Aim of the exercise:
Switch "separated by a space" to "separated by one space" wherever it appears in the records below, leaving everything else the same, and reproduce them without the pictures.

Source material:
════
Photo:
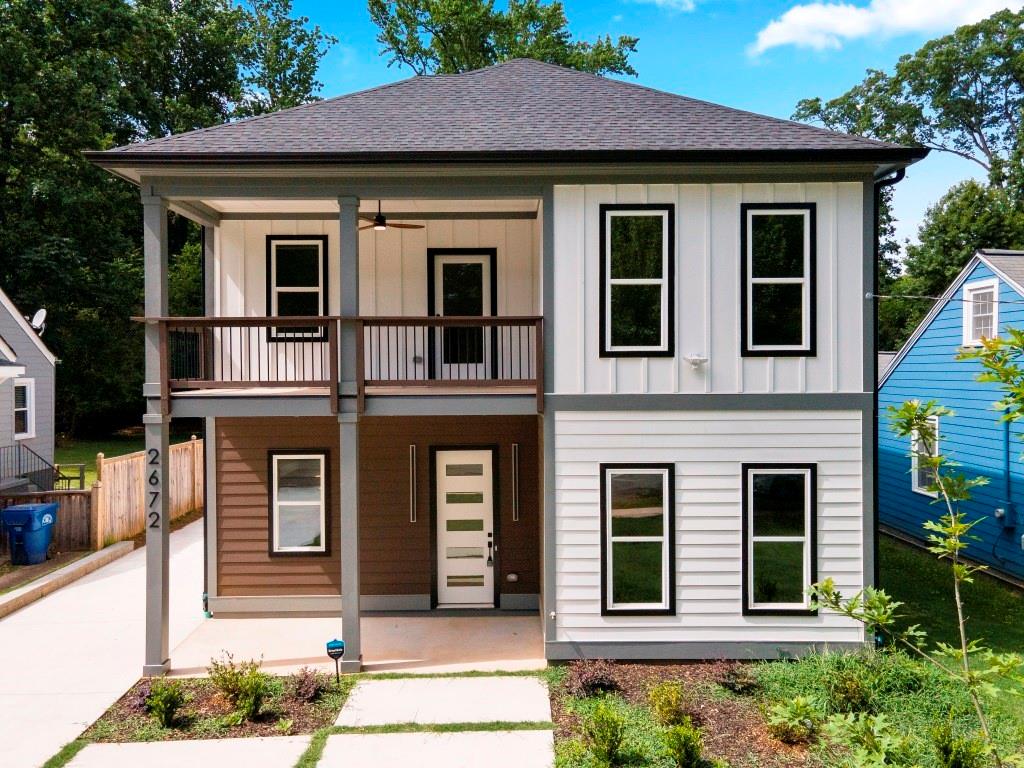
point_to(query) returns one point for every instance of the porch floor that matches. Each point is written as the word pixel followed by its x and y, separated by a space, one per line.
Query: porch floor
pixel 428 643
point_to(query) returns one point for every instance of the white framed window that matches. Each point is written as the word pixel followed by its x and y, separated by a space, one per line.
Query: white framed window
pixel 637 280
pixel 779 538
pixel 981 311
pixel 638 539
pixel 25 409
pixel 778 279
pixel 296 282
pixel 298 503
pixel 923 477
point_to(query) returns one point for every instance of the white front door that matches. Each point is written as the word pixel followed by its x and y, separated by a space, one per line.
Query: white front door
pixel 462 288
pixel 465 528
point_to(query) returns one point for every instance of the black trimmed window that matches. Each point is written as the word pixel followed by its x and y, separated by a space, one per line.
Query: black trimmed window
pixel 638 539
pixel 298 503
pixel 637 280
pixel 779 538
pixel 296 283
pixel 777 265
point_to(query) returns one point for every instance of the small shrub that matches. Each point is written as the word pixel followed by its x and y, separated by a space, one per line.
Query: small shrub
pixel 305 685
pixel 591 677
pixel 685 744
pixel 794 722
pixel 604 732
pixel 666 700
pixel 958 752
pixel 739 679
pixel 849 690
pixel 166 697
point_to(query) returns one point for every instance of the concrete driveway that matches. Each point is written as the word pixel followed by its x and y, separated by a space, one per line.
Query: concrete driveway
pixel 67 657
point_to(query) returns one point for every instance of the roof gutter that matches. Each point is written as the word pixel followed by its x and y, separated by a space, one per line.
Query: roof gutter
pixel 880 184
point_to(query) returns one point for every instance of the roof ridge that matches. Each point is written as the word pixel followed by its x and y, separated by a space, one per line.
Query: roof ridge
pixel 254 118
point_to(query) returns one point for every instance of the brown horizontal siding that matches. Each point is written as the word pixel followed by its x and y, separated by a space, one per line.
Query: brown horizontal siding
pixel 395 556
pixel 244 564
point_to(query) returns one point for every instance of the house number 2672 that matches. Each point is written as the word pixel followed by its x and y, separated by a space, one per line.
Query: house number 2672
pixel 154 480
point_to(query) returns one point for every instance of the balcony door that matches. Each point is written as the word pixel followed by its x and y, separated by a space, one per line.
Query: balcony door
pixel 462 284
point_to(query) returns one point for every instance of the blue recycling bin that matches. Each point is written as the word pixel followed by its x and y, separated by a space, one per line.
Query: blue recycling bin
pixel 29 528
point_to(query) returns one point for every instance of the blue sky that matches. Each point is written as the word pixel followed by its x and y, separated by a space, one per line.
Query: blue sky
pixel 758 55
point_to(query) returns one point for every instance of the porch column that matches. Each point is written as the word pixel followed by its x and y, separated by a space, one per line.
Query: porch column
pixel 349 432
pixel 156 423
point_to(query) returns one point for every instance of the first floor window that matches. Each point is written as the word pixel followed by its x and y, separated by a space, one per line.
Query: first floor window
pixel 298 503
pixel 637 274
pixel 922 473
pixel 25 408
pixel 981 320
pixel 637 526
pixel 779 532
pixel 777 266
pixel 297 279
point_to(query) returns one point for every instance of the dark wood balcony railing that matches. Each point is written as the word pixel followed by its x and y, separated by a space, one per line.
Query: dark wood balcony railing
pixel 448 354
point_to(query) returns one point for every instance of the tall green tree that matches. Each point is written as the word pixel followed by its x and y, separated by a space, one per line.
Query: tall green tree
pixel 452 36
pixel 285 55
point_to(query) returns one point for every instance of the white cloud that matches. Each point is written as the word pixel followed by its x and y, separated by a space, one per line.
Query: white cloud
pixel 823 25
pixel 683 5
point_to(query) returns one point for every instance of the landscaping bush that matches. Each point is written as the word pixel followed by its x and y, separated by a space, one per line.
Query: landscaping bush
pixel 164 700
pixel 794 722
pixel 591 677
pixel 684 744
pixel 305 685
pixel 604 732
pixel 666 700
pixel 958 751
pixel 739 678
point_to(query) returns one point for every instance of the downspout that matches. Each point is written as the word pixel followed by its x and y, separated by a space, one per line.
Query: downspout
pixel 880 183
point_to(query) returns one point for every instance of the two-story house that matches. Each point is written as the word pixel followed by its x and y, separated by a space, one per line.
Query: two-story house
pixel 523 338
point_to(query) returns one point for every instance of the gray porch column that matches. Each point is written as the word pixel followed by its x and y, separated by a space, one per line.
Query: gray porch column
pixel 349 433
pixel 156 423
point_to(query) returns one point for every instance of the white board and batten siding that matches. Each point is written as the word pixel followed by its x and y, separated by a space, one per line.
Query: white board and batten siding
pixel 708 449
pixel 708 291
pixel 392 263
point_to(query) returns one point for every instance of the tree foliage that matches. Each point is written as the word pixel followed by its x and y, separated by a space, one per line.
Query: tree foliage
pixel 79 75
pixel 452 36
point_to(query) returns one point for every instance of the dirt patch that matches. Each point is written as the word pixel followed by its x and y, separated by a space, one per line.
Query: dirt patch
pixel 12 577
pixel 204 713
pixel 733 725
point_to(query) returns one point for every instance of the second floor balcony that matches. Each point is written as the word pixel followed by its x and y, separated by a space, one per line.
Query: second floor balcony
pixel 394 356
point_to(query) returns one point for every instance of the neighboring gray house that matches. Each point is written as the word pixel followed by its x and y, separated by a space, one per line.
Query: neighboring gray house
pixel 522 339
pixel 27 392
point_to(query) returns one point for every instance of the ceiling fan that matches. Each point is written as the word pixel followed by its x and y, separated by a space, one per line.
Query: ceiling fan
pixel 380 221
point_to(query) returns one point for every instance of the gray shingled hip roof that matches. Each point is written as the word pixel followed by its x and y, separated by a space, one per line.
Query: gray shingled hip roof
pixel 520 110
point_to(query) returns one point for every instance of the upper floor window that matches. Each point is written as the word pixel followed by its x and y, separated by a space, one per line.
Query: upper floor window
pixel 778 264
pixel 981 311
pixel 922 473
pixel 25 409
pixel 296 282
pixel 779 538
pixel 637 275
pixel 298 503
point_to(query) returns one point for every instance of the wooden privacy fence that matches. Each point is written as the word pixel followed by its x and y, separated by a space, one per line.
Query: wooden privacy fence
pixel 114 509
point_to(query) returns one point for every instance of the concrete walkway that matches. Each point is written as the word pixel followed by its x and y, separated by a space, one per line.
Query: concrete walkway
pixel 272 752
pixel 69 656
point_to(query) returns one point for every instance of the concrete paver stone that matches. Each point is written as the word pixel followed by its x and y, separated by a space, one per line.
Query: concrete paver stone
pixel 269 752
pixel 471 699
pixel 461 750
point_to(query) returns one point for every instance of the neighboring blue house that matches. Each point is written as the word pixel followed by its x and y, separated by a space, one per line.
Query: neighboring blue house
pixel 987 296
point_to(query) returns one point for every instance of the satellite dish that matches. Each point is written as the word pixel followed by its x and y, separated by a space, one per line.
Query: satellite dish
pixel 38 321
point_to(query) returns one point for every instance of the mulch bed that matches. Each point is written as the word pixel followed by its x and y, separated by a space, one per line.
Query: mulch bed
pixel 203 713
pixel 733 726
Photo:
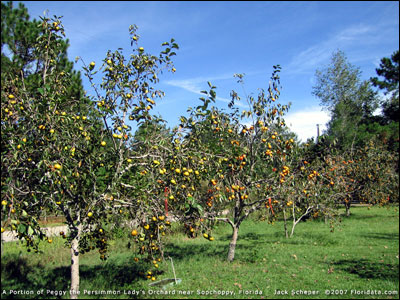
════
Written reply:
Photo:
point_to(query) returns one point for every instance of the porch floor that matches. Each point is written as the word pixel followed by its x and y, separated by one space, one per line.
Query: porch floor
pixel 428 643
point_to(query) returns one point for every instance of the white framed window that matches. Each point is written as the word pixel followed by its x and y, separated by one space, one per line.
Query: white framed window
pixel 637 280
pixel 779 538
pixel 981 311
pixel 638 539
pixel 25 409
pixel 778 279
pixel 296 282
pixel 298 503
pixel 923 477
point_to(query) returns one point for every instance of the white front door that matches. Each point is written as the word pixel followed by its x and y, separated by one space, one per line.
Query: white front door
pixel 462 288
pixel 465 528
point_to(query) returns one point for every instance of the black trimmed window that matches. Each point is written as the word pixel followed by its x and y, separated by one space, one per line.
Query: black trimmed window
pixel 638 539
pixel 298 503
pixel 637 280
pixel 779 538
pixel 296 283
pixel 777 265
point_to(query) returns one point for every instance of the small shrub that matches. Each point is written as the word pixel followed by its x and y, separated by one space, one per line.
Query: small shrub
pixel 305 685
pixel 591 677
pixel 685 744
pixel 794 722
pixel 604 732
pixel 666 700
pixel 958 752
pixel 739 679
pixel 849 690
pixel 166 697
point_to(query) returns one point for every instance of the concrete driveway that matches. Each point is written as the word pixel followed by its x and y, separated by one space, one per line.
Query: concrete driveway
pixel 67 657
point_to(query) returns one point for every instance of the roof gutter that matches. Each point is written as the word pixel followed by its x and y, separated by one space, one per line.
Query: roof gutter
pixel 880 184
point_to(query) returns one point for every instance of the roof ridge that matches. Each point is written as the word pixel followed by its x and y, separated by one space, one per line.
Query: roof ridge
pixel 254 118
point_to(query) returns one point for every instance of the brown horizontal siding that matches. Each point is written as the word pixel followed by its x and y, separated by one space, one per line.
Query: brown horizontal siding
pixel 395 556
pixel 244 564
point_to(query) returns one point for every instance of the house number 2672 that matches. Each point is written as the word pixel followed by its x and y, separated by one space, one per line.
Query: house number 2672
pixel 154 480
point_to(query) returns one point for every instance of the balcony door that matches. Each point is written as the word pixel followed by its x and y, separated by one space, one per line.
Query: balcony door
pixel 462 284
point_to(query) returns one point for every instance of the blue recycling bin that matches. Each point is written as the word pixel followed by its x and y, separated by one space, one per line.
Query: blue recycling bin
pixel 29 528
point_to(query) returns one point for every instance of the blue sky that matches. Each point is written as the word pixel followed by its x and y, separated by one space, one per line.
Query: blue sky
pixel 758 55
point_to(query) returns one point for every instance of the porch column that matches. Each point is written as the word pixel followed by its x and y, separated by one space, one per line.
Query: porch column
pixel 349 432
pixel 156 423
point_to(query) returns one point for every instance of the first floor window that matches. Each point is written as the word pixel followed by its x and y, separated by one space, one per line.
Query: first floor window
pixel 298 503
pixel 637 274
pixel 922 473
pixel 25 408
pixel 981 320
pixel 637 526
pixel 779 532
pixel 777 266
pixel 297 279
point_to(query) returns one point for every instance of the dark wood balcony railing that matches. Each point is written as the word pixel followed by its x and y, separated by one space, one per line.
Query: dark wood balcony railing
pixel 448 354
point_to(query) returns one point for every instance of the tall green tree that matches. Each point is written as the word pixel followed by its x and y, separated by one space, one per line.
Query: tall green tree
pixel 452 36
pixel 285 55
point_to(query) returns one point for every instance of the white cloud that matches. Each point is written as the word pixel followed by its x and y, separated by one space, one per line.
Query: white cloud
pixel 823 25
pixel 683 5
point_to(query) returns one point for every instance of the landscaping bush that matches. Each point is written as the word pixel followed by its x and y, separated by one space, one per line.
Query: landscaping bush
pixel 164 700
pixel 794 722
pixel 591 677
pixel 684 744
pixel 305 685
pixel 604 732
pixel 666 700
pixel 958 751
pixel 739 678
point_to(query) returns one point for every instance of the downspout that matches. Each point is written as the word pixel followed by its x and y, separated by one space, one per line.
Query: downspout
pixel 880 183
point_to(query) returns one point for every instance of the two-story house that matches. Each point is written as the word pixel followed by its x and y, separated by one space, one per line.
Query: two-story house
pixel 523 338
point_to(query) returns one point for every instance of the gray porch column that matches. Each point is written as the word pixel followed by its x and y, separated by one space, one per line.
Query: gray porch column
pixel 349 433
pixel 156 423
point_to(query) returns one point for every instance of the white board and batten siding that matches. Each point is written as the word pixel followed by its x and y, separated by one space, one per line.
Query: white board and batten siding
pixel 708 449
pixel 708 291
pixel 392 263
point_to(query) returns one point for every instance of the tree foliage that matches. Each point is written as the word pixel followed by its x and y, separated by one space, one per line.
Query: tree foliage
pixel 79 75
pixel 452 36
point_to(query) returns one point for every instance of the dirt patch that matches. Each point is written as the word pixel followed by its x and y, separated by one space, one per line.
Query: dirt patch
pixel 12 577
pixel 204 713
pixel 733 725
point_to(query) returns one point for every instance of the second floor balcony that matches. Each point is written as the word pixel followed by its x and y, separated by one space, one per line.
Query: second floor balcony
pixel 394 356
point_to(query) returns one point for every instance of the neighboring gray house that matches. Each point is written as the word pixel followed by its x and y, separated by one space, one per line.
Query: neighboring gray house
pixel 522 339
pixel 27 392
point_to(query) returns one point for every instance of the ceiling fan that matches. Each point is written as the word pixel followed by its x and y, separated by one space, one per line.
Query: ceiling fan
pixel 380 221
point_to(query) returns one point for every instance of the gray shingled hip roof that matches. Each point is written as the word pixel followed by its x and y, separated by one space, one per line.
Query: gray shingled hip roof
pixel 520 110
point_to(query) returns one point for every instance of the upper floor window that matches. Each point is written as the word pixel followed by its x and y, separated by one space, one per line.
Query: upper floor window
pixel 778 264
pixel 981 311
pixel 922 473
pixel 25 409
pixel 296 282
pixel 779 538
pixel 637 275
pixel 298 503
point_to(query) returns one point for every instance of the wooden privacy fence that matches. Each point is written as the word pixel followed by its x and y, separated by one space, one per line.
Query: wooden privacy fence
pixel 114 509
point_to(query) returns one point for every instance of the concrete walkway that matches. Each point is written as the word pixel followed by its x and y, separated by one space, one per line.
Query: concrete walkway
pixel 272 752
pixel 69 656
point_to(query) returns one point for every instance of the concrete paver stone that matches. Each point is written as the word pixel followed by its x and y, separated by one space, one per line.
Query: concrete paver stone
pixel 269 752
pixel 471 699
pixel 461 750
point_to(query) returns one point for every instance of the neighboring blue house that matches. Each point is written as the word pixel followed by its x and y, separated by one space, one per line.
Query: neighboring blue house
pixel 987 296
point_to(query) returns one point for every instance of the satellite dish that matches. Each point is written as the word pixel followed by its x and y, separated by one space, one per line.
Query: satellite dish
pixel 38 321
point_to(query) returns one point for every instance of the mulch bed that matches. Each point is written as the word pixel followed by its x and y, separated by one space, one per line.
Query: mulch bed
pixel 203 713
pixel 733 726
Photo:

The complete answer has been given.